(Beginning of EXERCISE PASSAGE)

Joyful Work
On working, striving, adapting, and a paradigm shift towards greater joy
I Wanna Go On
Time has a way of forming circles. On June 12, my own timeline formed a satisfying loop, as I stood in a dark room filled with beloved souls telling stories about a journey and lessons learned.
This scene unfolded in a bright pink room with projected images of bees, beekeepers, and American landscapes. The first “Bee Show”, was a culmination of two months on the road, and hundreds of hours shaping sounds, photographs, stories, and characters to share.
The basic elements were not dissimilar to a scene that unfolded one year earlier on my final day working at the organization I helped to conceive, form, and build—Impact Hub Baltimore. Both event dates were selected through guidance from the bees. Both gatherings culminated with me reading remarks. Both speeches ended with me imploring people to dream up more beautiful futures, and fight like hell to protect spaces and pathways for joyful work.


These sentiments represent a distillation of what I believe in. The form has shifted. My scope, tools, and muse have changed. My days revolve around my interests, obsessions, and philosophies rooted in honeybee wisdom. I’ve given up the status of a title and stability of a paycheck in exchange for the freedom to explore.
I loved organizing alongside social entrepreneurs and small business owners until it wore me out. The thrill of building up a collective movement of purpose-driven doers and dreamers faded under the demands of keeping an organization alive. It’s a wild thing to take on responsibility for making payroll and rent, while struggling against the calcified and uncaring economic systems we’ve inherited from our industrial forefathers. It might just break your heart to see how many hoops you must jump through to satisfy the demands of people who give money away and on whom you rely to subsidize the good hard work of making social change.
I learned in public health school that a system is perfectly designed to produce the results it achieves. I learned in community organizing that systems fight back to protect themselves. I learned in beekeeping that our systems have fallen out of balance, and we must adapt to survive.

(End of EXERCISE PASSAGE)
(Beginning of ENTRIES SUPPLIED)

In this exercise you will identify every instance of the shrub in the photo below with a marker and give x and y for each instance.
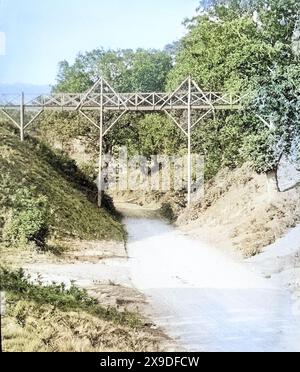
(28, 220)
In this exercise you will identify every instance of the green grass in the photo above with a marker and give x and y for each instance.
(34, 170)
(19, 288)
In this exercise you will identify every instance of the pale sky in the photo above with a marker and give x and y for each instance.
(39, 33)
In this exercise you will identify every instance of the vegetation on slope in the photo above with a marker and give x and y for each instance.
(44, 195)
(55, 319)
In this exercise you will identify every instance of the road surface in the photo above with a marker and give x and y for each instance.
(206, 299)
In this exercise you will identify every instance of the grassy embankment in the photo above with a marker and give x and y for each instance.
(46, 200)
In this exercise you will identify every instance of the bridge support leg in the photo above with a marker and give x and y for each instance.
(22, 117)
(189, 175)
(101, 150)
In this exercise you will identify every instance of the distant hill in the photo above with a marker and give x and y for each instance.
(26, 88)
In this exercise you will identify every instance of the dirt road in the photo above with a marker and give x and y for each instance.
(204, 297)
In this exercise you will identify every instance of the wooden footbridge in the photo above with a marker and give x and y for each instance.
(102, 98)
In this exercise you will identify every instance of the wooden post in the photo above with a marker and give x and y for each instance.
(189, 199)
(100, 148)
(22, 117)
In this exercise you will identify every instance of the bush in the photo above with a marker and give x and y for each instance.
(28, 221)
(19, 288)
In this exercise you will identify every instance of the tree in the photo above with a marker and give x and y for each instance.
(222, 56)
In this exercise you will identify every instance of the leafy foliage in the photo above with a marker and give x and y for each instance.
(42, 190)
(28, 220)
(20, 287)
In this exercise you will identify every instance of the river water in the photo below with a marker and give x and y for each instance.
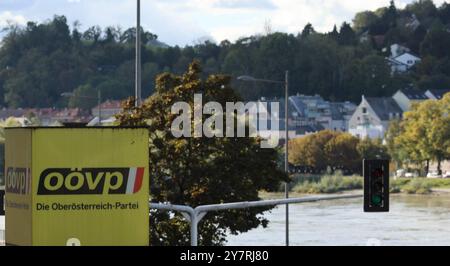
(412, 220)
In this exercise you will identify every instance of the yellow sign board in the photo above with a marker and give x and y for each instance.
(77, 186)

(End of ENTRIES SUPPLIED)

- _TO DO_:
a. Reproduce the part of the Joyful Work essay starting at "The basic elements" and ending at "for joyful work.".
b. Answer from the Joyful Work essay:
(i) The first "Bee Show" was the culmination of how many months on the road?
(ii) What organization did the writer help to conceive, form, and build?
(iii) What did the writer learn in public health school?
These rows have no connection to the Joyful Work essay.

- _ANSWERS PER TASK_:
a.
The basic elements were not dissimilar to a scene that unfolded one year earlier on my final day working at the organization I helped to conceive, form, and build—Impact Hub Baltimore. Both event dates were selected through guidance from the bees. Both gatherings culminated with me reading remarks. Both speeches ended with me imploring people to dream up more beautiful futures, and fight like hell to protect spaces and pathways for joyful work.

b.
(i) Two months.
(ii) Impact Hub Baltimore.
(iii) That a system is perfectly designed to produce the results it achieves.